SET TASK. Copy out the lines of the listing from the line with "Question: Mark the hashtag" to the line with "[463,584,485,643]", including both of those lines.

(Detection listing)
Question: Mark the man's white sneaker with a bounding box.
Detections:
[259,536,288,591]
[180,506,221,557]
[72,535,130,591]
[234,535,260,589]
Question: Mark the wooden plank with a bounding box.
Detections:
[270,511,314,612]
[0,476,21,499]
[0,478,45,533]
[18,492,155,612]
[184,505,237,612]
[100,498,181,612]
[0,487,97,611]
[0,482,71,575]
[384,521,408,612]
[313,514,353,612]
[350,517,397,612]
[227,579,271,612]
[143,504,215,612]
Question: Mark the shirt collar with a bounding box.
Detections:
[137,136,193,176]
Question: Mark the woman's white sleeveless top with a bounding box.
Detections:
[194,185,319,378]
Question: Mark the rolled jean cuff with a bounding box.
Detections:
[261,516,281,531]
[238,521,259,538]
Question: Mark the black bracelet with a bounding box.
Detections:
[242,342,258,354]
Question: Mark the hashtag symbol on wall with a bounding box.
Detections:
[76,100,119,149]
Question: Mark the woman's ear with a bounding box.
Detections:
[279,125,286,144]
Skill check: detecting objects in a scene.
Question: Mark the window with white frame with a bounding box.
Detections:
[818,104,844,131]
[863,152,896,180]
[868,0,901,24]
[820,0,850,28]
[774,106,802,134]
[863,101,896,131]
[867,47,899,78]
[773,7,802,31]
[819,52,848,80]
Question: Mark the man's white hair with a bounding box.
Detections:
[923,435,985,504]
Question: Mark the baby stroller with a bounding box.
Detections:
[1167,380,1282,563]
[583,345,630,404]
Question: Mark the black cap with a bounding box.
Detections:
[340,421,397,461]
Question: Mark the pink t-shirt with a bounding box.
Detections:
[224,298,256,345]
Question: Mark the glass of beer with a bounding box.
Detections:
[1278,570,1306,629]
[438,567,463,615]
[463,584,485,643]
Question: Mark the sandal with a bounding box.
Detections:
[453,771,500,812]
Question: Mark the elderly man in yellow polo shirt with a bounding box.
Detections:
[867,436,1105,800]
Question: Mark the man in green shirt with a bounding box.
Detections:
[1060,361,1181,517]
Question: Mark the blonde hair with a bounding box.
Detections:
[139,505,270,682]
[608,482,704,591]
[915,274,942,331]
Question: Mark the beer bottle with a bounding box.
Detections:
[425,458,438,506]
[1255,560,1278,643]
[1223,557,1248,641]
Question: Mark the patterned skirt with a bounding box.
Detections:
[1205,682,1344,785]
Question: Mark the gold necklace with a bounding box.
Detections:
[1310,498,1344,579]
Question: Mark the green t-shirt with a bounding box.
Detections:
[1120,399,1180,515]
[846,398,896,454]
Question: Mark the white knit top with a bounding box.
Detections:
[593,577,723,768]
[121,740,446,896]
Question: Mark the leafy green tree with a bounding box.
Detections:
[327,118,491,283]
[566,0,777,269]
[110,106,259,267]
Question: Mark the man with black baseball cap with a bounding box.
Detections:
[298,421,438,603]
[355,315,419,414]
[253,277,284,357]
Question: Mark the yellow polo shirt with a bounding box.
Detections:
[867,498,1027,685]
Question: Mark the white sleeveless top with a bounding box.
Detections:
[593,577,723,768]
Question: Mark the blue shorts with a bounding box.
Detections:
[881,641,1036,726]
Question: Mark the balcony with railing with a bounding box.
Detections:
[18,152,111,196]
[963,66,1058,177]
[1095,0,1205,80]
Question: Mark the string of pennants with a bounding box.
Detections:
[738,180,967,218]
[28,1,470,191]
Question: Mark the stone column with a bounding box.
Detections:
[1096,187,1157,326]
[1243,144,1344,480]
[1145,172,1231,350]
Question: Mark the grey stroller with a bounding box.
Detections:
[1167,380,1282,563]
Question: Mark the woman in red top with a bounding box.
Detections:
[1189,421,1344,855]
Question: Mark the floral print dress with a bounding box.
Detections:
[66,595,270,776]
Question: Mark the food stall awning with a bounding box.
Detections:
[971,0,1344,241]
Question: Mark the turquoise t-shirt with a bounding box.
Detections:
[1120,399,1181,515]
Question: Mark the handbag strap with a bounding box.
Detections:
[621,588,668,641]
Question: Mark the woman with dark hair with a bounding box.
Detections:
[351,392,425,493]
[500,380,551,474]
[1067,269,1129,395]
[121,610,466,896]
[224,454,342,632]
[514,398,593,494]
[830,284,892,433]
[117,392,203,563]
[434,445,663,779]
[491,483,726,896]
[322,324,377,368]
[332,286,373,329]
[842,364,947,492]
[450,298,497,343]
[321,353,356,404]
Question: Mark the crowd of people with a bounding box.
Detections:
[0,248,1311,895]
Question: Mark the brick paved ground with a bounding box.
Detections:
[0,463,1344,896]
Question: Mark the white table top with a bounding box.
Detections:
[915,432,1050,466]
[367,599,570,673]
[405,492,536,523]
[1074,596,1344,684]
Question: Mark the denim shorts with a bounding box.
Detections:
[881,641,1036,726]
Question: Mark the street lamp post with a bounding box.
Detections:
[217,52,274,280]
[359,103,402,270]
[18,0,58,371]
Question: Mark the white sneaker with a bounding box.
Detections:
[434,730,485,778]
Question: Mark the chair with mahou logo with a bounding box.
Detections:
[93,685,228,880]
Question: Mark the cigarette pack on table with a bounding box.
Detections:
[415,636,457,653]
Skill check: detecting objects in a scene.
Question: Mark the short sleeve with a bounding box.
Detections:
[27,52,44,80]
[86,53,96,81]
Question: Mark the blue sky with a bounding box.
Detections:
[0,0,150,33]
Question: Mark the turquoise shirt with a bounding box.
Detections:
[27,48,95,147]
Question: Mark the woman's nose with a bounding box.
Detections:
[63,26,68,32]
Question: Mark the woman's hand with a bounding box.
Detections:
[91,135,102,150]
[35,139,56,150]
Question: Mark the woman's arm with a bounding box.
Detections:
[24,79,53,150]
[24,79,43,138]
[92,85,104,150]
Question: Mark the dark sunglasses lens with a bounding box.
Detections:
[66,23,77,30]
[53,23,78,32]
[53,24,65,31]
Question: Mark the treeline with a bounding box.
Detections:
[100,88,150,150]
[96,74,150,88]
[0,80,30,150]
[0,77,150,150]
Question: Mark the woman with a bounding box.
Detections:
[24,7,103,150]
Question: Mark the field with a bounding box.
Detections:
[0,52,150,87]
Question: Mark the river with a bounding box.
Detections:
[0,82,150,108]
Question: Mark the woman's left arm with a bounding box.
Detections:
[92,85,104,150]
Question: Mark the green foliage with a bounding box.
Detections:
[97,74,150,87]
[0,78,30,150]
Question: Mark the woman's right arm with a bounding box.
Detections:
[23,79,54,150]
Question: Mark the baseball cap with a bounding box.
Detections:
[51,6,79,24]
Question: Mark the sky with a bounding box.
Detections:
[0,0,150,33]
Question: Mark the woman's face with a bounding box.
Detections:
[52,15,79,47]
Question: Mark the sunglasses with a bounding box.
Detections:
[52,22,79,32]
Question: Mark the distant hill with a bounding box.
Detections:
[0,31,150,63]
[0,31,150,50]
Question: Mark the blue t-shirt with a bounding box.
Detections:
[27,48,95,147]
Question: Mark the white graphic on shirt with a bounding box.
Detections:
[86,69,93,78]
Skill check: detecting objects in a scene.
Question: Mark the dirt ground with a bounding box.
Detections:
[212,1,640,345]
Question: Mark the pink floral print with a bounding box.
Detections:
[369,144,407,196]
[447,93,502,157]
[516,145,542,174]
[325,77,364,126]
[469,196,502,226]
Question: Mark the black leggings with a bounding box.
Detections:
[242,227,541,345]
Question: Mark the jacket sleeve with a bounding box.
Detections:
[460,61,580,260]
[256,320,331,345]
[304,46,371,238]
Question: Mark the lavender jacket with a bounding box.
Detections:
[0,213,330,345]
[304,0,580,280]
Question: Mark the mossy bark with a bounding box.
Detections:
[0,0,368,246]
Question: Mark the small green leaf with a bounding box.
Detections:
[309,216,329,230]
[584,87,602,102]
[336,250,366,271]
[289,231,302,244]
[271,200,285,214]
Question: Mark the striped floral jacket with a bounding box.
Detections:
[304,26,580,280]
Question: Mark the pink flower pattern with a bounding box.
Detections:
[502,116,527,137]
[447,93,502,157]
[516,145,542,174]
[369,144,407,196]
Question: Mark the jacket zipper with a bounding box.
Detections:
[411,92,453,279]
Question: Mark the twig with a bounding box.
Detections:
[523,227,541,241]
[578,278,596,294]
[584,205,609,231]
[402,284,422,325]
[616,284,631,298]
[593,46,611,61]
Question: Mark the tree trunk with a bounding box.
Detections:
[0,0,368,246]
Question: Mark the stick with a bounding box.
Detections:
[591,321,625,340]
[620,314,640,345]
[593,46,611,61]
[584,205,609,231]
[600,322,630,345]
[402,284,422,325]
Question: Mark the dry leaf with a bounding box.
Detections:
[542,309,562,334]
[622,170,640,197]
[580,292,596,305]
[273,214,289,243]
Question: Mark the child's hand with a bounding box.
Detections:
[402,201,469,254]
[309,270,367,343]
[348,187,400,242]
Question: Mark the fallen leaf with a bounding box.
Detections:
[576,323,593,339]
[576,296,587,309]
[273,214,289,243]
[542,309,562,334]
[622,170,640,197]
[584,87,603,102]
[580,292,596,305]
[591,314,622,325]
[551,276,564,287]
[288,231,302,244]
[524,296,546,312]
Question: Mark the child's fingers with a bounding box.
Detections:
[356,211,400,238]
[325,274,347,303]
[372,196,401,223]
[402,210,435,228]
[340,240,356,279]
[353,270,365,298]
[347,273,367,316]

RESPONSE TO THE EXERCISE.
Question: Mark the hashtag symbol on wall with a bounding box.
Detections:
[76,100,119,149]
Question: Mark the woman's ear with a bounding box.
Detections:
[279,125,286,144]
Skill check: detecting objects in a scene.
Question: Mark the window with white frame with a bounding box.
Detections:
[818,104,844,131]
[863,152,896,180]
[868,0,901,24]
[820,0,850,28]
[774,106,802,134]
[863,101,896,131]
[867,47,899,78]
[773,7,802,31]
[819,52,848,80]
Question: Mark the man's white hair with a bounding box.
Detections:
[923,435,985,504]
Question: Mark the baby stroller with a bounding box.
Detections:
[1167,380,1282,563]
[583,345,630,404]
Question: Mark the black cap with a bounding box.
Detections:
[340,421,397,461]
Question: Mark the pink t-shirt with a bounding box.
Detections:
[224,298,256,345]
Question: Mark the glass of beer with a bounding box.
Detections:
[1278,570,1306,629]
[438,567,463,615]
[463,584,485,643]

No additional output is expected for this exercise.